• _Task objective_:
Copy the following data word for word, starting at the line that contains "Where can the surfer's outstretched" and ending after the line that contains "x=188, y=139". Include both of those lines and nothing else.

• _Exercise materials_:

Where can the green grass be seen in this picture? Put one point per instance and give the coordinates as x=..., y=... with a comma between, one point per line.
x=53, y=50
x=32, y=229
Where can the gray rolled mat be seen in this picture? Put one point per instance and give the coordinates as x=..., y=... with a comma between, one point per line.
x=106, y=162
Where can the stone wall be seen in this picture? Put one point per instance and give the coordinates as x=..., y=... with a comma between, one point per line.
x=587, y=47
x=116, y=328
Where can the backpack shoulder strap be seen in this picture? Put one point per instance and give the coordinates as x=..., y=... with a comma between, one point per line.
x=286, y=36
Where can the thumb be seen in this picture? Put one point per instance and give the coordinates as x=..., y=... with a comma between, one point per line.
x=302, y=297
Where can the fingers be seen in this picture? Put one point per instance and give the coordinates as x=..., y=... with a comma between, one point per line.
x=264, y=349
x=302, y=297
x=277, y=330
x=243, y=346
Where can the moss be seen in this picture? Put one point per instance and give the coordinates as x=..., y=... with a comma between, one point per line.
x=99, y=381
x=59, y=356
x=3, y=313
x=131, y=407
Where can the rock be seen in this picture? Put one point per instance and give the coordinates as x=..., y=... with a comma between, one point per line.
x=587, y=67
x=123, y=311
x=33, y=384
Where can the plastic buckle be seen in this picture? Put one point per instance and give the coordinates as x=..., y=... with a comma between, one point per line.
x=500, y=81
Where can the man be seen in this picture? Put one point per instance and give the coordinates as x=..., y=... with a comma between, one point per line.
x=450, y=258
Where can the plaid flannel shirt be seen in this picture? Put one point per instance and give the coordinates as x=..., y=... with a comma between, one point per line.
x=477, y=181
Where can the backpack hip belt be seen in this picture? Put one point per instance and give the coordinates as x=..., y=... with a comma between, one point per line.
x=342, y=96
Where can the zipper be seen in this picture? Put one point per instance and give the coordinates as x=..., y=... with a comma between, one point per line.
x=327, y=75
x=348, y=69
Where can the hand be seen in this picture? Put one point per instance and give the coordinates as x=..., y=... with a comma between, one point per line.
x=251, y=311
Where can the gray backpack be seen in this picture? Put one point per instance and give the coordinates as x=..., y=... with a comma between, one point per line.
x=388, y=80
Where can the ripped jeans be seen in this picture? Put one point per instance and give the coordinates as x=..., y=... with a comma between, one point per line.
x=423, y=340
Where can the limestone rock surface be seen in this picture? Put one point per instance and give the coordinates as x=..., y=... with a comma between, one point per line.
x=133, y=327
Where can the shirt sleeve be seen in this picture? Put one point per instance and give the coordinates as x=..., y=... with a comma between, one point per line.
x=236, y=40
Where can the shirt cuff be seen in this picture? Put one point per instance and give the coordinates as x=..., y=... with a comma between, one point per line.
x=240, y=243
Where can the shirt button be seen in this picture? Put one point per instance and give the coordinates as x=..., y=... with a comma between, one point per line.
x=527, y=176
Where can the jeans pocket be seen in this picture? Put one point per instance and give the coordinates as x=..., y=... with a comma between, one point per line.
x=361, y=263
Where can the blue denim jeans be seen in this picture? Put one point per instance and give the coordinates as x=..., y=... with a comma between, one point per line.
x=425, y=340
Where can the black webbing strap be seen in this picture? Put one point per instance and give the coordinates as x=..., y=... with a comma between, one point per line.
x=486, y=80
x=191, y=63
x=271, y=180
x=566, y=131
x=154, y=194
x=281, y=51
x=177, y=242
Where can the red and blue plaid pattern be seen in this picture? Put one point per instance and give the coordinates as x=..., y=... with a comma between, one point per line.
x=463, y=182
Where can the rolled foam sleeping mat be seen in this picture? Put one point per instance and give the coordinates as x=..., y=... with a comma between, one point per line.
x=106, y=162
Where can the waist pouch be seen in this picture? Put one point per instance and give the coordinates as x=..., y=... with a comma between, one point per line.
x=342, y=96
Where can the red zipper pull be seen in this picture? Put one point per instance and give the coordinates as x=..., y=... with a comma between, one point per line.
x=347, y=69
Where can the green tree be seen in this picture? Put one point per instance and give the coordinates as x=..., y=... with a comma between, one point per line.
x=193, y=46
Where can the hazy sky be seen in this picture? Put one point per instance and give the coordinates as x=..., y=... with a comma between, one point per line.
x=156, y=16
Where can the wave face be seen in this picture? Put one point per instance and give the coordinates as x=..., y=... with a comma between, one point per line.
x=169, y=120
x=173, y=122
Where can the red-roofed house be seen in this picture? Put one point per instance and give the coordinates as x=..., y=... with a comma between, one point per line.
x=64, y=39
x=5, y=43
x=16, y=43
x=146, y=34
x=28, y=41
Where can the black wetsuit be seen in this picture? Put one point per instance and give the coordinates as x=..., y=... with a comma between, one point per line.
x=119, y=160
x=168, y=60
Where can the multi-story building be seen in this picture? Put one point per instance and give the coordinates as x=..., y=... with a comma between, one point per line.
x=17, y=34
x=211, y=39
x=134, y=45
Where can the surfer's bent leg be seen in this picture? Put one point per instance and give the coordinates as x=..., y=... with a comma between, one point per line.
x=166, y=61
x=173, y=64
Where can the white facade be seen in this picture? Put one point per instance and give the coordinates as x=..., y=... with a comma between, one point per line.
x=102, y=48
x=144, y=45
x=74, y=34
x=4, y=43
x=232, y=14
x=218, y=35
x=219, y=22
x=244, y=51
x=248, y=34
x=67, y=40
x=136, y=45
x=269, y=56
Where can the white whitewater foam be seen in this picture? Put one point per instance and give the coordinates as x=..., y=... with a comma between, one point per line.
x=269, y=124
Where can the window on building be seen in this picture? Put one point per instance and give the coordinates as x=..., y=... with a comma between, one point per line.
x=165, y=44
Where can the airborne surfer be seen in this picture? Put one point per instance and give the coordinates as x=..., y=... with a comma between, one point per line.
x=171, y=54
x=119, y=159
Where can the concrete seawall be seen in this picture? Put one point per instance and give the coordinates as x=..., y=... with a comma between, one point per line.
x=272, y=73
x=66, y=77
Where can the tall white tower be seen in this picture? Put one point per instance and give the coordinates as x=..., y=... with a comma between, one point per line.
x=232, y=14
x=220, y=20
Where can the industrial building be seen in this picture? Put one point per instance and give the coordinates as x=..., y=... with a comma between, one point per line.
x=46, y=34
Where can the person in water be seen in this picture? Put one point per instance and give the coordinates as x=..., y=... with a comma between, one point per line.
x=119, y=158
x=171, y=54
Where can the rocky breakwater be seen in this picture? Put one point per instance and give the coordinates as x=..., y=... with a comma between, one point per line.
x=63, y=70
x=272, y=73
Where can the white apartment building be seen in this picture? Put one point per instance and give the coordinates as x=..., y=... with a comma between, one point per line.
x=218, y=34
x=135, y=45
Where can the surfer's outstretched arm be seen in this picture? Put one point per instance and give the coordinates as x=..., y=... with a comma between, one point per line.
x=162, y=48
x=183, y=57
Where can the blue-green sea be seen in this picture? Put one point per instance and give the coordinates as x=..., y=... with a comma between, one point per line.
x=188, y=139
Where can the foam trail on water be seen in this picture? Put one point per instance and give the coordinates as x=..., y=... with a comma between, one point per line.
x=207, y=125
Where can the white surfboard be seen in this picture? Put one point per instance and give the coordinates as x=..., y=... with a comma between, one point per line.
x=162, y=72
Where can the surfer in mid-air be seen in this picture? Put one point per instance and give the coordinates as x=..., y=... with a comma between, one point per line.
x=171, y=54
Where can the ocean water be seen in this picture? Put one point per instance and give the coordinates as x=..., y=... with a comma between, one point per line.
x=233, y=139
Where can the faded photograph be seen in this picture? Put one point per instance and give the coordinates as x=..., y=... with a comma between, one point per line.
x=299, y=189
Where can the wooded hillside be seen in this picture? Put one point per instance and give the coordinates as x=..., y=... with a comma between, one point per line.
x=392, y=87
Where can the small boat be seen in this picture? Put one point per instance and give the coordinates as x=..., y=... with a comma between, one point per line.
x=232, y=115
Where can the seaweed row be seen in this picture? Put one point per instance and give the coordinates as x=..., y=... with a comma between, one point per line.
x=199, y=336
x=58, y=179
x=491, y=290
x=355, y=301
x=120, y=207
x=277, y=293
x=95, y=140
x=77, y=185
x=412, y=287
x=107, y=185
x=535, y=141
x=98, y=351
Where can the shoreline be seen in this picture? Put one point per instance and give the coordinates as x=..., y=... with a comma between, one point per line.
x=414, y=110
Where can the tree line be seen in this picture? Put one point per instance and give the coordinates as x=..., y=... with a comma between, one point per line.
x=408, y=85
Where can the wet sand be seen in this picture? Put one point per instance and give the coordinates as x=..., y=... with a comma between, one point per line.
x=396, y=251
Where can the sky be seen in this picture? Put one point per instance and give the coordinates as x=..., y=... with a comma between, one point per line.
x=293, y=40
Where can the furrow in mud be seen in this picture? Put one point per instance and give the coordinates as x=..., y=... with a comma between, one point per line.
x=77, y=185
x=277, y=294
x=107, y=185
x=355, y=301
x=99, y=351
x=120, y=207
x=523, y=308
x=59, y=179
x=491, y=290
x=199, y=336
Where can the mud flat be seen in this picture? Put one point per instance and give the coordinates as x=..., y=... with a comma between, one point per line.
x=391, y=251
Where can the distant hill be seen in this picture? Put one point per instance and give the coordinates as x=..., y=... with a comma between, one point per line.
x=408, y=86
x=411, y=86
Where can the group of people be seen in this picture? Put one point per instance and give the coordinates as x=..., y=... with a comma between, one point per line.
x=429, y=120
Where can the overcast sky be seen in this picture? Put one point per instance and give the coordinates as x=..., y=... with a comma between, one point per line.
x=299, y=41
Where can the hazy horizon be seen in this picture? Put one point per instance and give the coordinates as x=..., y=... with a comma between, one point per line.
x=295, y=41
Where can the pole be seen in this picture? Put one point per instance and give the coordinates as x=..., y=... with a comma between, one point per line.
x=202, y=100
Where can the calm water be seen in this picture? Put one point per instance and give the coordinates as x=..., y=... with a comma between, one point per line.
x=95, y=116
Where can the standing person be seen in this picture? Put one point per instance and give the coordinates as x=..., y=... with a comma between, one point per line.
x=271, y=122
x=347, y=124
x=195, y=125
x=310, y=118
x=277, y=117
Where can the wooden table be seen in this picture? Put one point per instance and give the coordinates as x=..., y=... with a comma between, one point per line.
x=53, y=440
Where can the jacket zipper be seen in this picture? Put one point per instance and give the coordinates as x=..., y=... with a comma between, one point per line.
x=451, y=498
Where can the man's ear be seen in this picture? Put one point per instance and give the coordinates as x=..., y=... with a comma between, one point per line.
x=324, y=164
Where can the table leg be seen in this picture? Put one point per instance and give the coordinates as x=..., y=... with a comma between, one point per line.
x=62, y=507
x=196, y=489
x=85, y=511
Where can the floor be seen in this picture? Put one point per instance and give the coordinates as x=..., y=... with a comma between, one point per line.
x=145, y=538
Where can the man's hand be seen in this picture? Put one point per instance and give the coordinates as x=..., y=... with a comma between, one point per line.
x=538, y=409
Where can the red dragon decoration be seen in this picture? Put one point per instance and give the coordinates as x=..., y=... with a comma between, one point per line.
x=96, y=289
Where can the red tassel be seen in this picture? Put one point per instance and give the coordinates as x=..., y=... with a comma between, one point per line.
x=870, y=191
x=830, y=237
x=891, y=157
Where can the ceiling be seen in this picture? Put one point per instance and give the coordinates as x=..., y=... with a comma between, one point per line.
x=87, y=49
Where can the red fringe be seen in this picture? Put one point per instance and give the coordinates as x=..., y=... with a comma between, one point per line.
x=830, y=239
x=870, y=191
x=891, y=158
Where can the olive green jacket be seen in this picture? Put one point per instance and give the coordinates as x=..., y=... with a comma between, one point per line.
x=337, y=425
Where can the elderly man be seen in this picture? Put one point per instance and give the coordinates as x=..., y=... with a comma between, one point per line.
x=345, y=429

• _Solution to this task_:
Where can the surfer's outstretched arm be seen in this picture? Put one point per instance and give the coordinates as x=..., y=... with a comma between, one point per line.
x=162, y=48
x=183, y=57
Where can the blue-green sea be seen in this picture? Put one point per instance and give the coordinates as x=..., y=... with a comma between, one point per line.
x=188, y=139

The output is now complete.